- Aim of the task -
In the entries below, find the line with "# expected shape, e.g. point(332, 192)" and print exactly every line from there up to and including the line with "Point to the distant", with no other lines.

(Stored entries)
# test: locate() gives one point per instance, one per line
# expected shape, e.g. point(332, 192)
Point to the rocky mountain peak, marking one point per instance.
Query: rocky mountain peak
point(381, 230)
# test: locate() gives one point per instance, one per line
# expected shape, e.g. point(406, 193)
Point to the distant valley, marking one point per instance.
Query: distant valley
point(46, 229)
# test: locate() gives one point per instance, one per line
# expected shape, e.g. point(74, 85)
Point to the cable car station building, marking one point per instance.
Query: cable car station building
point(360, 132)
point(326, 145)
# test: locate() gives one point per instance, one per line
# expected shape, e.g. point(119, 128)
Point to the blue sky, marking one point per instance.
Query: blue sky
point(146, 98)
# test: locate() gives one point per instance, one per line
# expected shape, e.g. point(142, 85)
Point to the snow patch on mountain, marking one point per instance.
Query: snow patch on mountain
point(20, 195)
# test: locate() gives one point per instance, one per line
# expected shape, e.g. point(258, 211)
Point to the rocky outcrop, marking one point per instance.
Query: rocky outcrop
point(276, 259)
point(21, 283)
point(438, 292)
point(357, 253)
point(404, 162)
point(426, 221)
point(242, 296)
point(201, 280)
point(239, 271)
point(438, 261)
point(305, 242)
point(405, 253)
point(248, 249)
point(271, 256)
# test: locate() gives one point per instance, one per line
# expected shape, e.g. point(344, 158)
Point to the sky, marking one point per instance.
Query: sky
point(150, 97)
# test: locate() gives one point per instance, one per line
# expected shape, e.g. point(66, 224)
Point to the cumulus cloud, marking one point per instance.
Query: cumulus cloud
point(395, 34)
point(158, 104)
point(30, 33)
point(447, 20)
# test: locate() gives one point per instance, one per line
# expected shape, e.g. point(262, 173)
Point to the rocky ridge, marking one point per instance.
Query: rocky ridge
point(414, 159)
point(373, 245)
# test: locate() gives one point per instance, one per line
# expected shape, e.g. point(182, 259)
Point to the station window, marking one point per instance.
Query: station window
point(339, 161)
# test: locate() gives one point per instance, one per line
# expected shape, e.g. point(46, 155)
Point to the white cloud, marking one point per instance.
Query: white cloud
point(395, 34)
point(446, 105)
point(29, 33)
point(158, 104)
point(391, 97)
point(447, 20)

...

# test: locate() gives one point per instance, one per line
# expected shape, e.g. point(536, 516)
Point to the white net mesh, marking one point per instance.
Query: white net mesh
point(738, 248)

- Result of the task -
# expected shape, e.g. point(332, 192)
Point to the rocky mountain peak, marking one point per instance.
Query: rocky mountain peak
point(381, 230)
# test: locate() gives one point per instance, one per line
# expected shape, e.g. point(406, 193)
Point to the distant valley, marking one point per instance.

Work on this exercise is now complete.